> [Exercise instructions]: Report how many lines in the rows below contain the string "palm", with case counting. Reply with the number alone.

##########

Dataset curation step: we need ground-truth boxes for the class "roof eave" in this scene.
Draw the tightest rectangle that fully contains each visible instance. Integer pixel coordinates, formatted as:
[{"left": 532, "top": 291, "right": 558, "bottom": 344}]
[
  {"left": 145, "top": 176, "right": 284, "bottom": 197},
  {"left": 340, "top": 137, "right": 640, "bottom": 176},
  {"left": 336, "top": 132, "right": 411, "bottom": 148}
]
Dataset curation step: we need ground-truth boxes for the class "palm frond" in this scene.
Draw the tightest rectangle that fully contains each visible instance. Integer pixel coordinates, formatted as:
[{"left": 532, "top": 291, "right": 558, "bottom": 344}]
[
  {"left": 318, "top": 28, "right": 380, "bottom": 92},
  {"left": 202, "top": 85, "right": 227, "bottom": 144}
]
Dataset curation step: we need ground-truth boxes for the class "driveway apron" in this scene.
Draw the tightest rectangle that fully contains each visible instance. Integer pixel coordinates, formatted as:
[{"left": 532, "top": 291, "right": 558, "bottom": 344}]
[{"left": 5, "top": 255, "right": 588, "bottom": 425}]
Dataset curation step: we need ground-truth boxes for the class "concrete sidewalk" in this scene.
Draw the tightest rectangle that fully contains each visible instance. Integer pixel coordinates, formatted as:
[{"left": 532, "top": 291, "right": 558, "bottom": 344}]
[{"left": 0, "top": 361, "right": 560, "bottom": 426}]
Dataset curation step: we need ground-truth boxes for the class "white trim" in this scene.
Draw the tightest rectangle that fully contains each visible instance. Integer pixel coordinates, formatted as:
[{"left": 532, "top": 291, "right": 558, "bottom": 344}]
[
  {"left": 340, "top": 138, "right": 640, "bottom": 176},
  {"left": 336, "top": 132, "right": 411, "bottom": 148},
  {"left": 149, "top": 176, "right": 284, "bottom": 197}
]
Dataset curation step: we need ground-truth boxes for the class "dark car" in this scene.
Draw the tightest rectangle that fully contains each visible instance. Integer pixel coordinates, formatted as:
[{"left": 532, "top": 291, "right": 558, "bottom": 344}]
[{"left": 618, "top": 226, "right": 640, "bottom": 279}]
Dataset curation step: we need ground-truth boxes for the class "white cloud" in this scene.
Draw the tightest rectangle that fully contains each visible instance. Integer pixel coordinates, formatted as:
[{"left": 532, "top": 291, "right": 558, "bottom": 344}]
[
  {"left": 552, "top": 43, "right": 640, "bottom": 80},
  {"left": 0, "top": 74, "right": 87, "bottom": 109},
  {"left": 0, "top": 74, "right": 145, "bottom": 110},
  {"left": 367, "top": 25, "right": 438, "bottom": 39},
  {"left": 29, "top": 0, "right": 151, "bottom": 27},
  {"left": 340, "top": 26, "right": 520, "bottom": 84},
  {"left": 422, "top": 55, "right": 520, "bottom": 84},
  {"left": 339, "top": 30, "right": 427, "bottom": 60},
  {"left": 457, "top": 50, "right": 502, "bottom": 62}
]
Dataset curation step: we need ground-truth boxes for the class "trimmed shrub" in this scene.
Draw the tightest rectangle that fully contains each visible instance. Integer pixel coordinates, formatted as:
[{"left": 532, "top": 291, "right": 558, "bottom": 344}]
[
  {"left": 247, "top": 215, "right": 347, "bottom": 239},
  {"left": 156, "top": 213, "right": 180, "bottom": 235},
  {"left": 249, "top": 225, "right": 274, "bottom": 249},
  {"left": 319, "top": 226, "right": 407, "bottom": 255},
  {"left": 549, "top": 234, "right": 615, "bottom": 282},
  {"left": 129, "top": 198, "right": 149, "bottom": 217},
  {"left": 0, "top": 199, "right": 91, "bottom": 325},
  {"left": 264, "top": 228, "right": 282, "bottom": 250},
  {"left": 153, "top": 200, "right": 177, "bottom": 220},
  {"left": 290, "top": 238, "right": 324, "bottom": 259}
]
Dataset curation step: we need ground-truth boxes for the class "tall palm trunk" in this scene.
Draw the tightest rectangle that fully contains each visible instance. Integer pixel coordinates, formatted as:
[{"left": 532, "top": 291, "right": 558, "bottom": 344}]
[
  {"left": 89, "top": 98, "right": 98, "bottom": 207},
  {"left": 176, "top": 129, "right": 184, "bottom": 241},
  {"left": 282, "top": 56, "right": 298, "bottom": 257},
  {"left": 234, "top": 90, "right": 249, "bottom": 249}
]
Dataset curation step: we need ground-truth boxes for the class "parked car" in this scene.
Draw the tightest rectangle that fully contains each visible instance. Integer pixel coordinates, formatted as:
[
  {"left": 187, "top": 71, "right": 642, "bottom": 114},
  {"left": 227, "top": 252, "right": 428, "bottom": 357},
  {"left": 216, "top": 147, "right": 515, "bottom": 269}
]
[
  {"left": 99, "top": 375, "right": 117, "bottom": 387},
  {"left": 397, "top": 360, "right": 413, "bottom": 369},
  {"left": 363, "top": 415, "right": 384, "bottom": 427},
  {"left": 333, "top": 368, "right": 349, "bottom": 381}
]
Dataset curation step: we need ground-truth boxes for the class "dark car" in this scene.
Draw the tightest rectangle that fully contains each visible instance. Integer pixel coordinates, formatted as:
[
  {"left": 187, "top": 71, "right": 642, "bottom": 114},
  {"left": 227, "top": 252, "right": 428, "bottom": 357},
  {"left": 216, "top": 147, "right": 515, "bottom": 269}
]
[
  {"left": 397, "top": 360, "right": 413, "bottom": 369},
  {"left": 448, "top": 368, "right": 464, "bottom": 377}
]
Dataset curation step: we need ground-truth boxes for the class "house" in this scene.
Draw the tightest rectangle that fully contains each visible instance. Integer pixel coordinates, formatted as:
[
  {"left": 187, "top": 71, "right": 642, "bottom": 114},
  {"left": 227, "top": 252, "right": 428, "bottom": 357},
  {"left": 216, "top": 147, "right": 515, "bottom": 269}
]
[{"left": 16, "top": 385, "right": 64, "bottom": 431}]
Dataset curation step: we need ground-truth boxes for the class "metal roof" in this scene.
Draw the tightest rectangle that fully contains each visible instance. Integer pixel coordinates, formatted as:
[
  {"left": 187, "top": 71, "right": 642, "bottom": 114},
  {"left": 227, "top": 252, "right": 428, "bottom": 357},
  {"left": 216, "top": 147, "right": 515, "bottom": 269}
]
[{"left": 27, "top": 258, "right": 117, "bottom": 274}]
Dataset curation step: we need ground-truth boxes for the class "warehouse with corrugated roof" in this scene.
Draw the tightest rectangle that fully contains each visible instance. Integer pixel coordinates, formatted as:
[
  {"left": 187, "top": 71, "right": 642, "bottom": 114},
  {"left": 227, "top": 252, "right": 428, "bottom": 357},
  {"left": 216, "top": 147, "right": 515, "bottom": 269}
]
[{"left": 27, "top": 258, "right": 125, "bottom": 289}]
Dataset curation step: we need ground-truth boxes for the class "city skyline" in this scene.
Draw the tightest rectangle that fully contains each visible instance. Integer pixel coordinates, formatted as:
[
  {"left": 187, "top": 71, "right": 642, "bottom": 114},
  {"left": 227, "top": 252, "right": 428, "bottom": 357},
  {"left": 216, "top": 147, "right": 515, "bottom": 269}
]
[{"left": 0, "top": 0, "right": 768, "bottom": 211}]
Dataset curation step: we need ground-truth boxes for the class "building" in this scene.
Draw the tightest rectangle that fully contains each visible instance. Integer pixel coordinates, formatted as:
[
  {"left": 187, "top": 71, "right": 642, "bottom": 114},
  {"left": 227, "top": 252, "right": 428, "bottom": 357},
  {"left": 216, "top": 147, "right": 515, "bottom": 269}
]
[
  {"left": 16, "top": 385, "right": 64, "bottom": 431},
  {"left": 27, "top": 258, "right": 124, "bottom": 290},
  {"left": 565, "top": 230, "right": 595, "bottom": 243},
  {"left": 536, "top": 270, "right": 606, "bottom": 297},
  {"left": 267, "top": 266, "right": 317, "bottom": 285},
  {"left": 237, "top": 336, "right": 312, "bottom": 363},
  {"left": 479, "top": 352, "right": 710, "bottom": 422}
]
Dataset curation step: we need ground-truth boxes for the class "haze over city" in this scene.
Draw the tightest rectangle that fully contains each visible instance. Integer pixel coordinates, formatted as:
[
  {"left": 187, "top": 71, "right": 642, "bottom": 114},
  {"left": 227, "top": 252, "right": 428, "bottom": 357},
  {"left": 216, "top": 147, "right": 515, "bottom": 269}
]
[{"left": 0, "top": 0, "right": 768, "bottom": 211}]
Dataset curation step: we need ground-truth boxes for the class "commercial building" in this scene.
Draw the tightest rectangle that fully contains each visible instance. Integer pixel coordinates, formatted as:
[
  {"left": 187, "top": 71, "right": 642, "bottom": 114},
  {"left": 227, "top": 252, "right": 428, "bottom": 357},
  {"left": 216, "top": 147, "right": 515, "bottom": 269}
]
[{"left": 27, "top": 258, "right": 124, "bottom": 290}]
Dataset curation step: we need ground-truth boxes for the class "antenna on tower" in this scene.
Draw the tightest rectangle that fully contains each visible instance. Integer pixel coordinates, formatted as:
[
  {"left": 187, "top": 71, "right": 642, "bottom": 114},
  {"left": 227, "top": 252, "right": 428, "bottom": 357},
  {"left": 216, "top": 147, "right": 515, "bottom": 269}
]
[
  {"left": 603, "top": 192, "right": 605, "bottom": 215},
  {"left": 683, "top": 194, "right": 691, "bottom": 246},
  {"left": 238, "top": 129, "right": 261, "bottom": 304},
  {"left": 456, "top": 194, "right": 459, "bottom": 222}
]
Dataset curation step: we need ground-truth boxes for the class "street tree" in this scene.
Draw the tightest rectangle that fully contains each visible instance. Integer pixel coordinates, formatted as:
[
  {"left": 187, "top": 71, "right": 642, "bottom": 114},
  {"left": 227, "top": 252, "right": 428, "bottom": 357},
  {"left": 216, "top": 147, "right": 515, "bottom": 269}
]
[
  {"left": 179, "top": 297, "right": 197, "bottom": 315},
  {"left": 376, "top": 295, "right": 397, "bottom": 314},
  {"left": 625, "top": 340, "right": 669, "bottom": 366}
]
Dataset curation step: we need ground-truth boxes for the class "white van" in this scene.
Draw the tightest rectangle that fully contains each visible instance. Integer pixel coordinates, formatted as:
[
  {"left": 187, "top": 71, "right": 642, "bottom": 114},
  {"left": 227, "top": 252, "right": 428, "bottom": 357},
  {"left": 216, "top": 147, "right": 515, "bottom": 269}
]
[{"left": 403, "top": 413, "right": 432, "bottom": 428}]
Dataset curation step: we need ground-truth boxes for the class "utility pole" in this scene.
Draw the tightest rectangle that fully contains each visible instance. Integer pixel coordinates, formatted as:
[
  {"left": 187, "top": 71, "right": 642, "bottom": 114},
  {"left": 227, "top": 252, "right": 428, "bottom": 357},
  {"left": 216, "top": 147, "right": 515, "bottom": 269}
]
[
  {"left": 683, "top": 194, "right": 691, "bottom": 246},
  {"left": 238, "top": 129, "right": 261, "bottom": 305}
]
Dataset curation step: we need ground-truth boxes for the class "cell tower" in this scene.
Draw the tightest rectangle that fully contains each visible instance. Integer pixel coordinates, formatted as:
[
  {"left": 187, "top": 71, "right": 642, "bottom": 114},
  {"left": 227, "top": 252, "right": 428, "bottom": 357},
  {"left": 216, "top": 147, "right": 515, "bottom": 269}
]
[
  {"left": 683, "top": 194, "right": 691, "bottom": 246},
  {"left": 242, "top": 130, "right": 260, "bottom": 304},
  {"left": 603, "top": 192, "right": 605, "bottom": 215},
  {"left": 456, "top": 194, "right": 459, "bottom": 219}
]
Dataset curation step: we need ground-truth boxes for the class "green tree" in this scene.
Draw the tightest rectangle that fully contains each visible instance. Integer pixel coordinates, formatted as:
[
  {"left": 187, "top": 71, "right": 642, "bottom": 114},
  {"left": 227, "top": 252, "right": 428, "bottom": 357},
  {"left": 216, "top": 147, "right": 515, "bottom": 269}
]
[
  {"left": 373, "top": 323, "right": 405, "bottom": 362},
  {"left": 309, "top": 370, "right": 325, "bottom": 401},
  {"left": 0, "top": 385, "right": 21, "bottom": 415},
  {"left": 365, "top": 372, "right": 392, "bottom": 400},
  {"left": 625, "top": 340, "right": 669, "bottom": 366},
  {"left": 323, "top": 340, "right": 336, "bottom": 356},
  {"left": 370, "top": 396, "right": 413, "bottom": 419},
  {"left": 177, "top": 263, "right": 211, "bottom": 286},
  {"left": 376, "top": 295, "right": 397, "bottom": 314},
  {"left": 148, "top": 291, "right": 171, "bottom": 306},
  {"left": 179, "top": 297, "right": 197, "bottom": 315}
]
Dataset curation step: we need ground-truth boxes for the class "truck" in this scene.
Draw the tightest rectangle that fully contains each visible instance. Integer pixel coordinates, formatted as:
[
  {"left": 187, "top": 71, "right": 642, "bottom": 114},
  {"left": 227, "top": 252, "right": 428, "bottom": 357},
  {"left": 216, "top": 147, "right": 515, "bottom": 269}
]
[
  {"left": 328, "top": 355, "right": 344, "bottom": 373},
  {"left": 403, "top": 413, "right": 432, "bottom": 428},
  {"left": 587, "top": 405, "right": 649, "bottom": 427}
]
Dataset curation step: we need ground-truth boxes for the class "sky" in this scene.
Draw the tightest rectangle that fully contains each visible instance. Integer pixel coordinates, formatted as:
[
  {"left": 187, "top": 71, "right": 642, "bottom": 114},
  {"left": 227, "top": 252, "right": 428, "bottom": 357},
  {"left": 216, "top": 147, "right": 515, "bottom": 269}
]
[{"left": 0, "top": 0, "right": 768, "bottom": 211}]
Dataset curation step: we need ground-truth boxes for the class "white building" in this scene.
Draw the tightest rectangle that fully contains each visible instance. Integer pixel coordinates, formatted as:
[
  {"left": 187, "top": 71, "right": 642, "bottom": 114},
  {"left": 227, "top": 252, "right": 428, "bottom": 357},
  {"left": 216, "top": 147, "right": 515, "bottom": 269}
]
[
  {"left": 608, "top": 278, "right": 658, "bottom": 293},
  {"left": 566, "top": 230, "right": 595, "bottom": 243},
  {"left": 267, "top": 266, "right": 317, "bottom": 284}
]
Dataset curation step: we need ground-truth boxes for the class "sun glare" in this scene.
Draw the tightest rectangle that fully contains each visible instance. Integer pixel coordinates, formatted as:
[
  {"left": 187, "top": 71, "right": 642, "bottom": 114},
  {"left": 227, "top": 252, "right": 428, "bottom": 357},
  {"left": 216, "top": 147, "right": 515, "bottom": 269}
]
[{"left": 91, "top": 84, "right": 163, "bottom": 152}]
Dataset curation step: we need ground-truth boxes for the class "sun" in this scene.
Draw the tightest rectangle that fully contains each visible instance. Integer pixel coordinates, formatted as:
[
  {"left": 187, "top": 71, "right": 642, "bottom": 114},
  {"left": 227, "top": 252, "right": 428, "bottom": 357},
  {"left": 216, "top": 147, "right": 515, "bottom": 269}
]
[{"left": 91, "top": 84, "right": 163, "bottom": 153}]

##########

> [Solved problem]: 2